Fragmento citado:
※
En efecto, si Giménez Caballero fue el primer fascista, Ramiro Ledesma fue el fundador del primer grupo organizado estable de dicho carácter: el de La conquista del Estado. Un grupo y una empresa, la de la revista, que venía a constituir, al mismo tiempo, una proyección de la anterior labor de La Gaceta Literaria y una fractura con la misma. En cierto sentido, la traducción política de la experiencia precedente.

Tal relación puede ejemplificarse en el papel desempeñado en cada una de esas experiencias por los dos hombres mencionados. Ambos colaboraron en las dos, pero mientras Giménez Caballero fue el responsable máximo de La Gaceta, Ledesma lo sería, como es ampliamente conocido, de La conquista del Estado. No era, naturalmente, el único factor «personal» de continuidad, y entre los nombres de los firmantes del manifiesto de La conquista del Estado se descubre el de algunos colaboradores habituales de la otra publicación.

Más interesante, sin embargo, que constatar la existencia de estos lazos personales de continuidad es discernir lo que de ésta, y de ruptura, había en el terreno político-ideológico. Lo que nos conduce nuevamente a la problemática inicialmente planteada: ¿De dónde venía el fascismo de Ramiro Ledesma? ¿Qué peso tuvo la influencia de Giménez Caballero en su formación como tal?

No hay ninguna duda acerca de la influencia que en la formación de Ledesma, y en su futura visión del fascismo, tuvieron determinados intelectuales o corrientes culturales españolas preexistentes. En tal sentido se ha subrayado, siempre con justicia, el influjo que sobre él pudieron ejercer Costa, Unamuno y Ortega, por citar a los más importantes y significativos, y el propio Ledesma reconocerá con frecuencia tales deudas. Cabe preguntarse, no obstante, si estas influencias pudieron conducir por sí mismas al fascismo al joven Ledesma o si, por el contrario y con todos los matices que se quiera, la síntesis que realiza del pensamiento de aquellos intelectuales y su desarrollo en sentido fascista le llega ya dada a partir, precisamente, de Giménez Caballero.

Esta última es, como hemos señalado, nuestra opinión, fundada esencialmente en la comprobación de dos órdenes de elementos. A saber: los testimonios del propio Ledesma en el período inmediatamente anterior a su «conversión» y, lógicamente, su propia evolución ideológica durante este período.
※
Datos proporcionados:

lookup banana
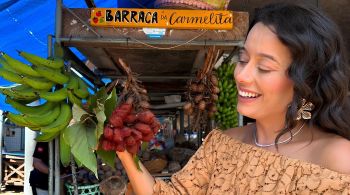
※
Tareas:
1. ¿Concuerdan con el fragmento sobre Ramiro Ledesma estas afirmaciones? Responde sí o no a cada una y cita textualmente las palabras decisivas. (a) Giménez Caballero fue el responsable máximo de La Gaceta. (b) Ledesma nunca reconoció deudas con Costa, Unamuno u Ortega. (c) Ledesma no colaboró en La Gaceta Literaria.
2. Según el fragmento sobre Ramiro Ledesma, ¿de qué grupo fue él el fundador?
3. Reproduce del fragmento sobre Ramiro Ledesma todo el texto que va desde «Más interesante, sin» hasta «formación como tal?».
Los datos no desempeñan ningún papel aquí.

Respuestas esperadas:
1.
(a) Sí: «mientras Giménez Caballero fue el responsable máximo de La Gaceta».
(b) No: «el propio Ledesma reconocerá con frecuencia tales deudas».
(c) No: «Ambos colaboraron en las dos».

2. Del grupo de La conquista del Estado, el primer grupo organizado estable de carácter fascista.

3.
Más interesante, sin embargo, que constatar la existencia de estos lazos personales de continuidad es discernir lo que de ésta, y de ruptura, había en el terreno político-ideológico. Lo que nos conduce nuevamente a la problemática inicialmente planteada: ¿De dónde venía el fascismo de Ramiro Ledesma? ¿Qué peso tuvo la influencia de Giménez Caballero en su formación como tal?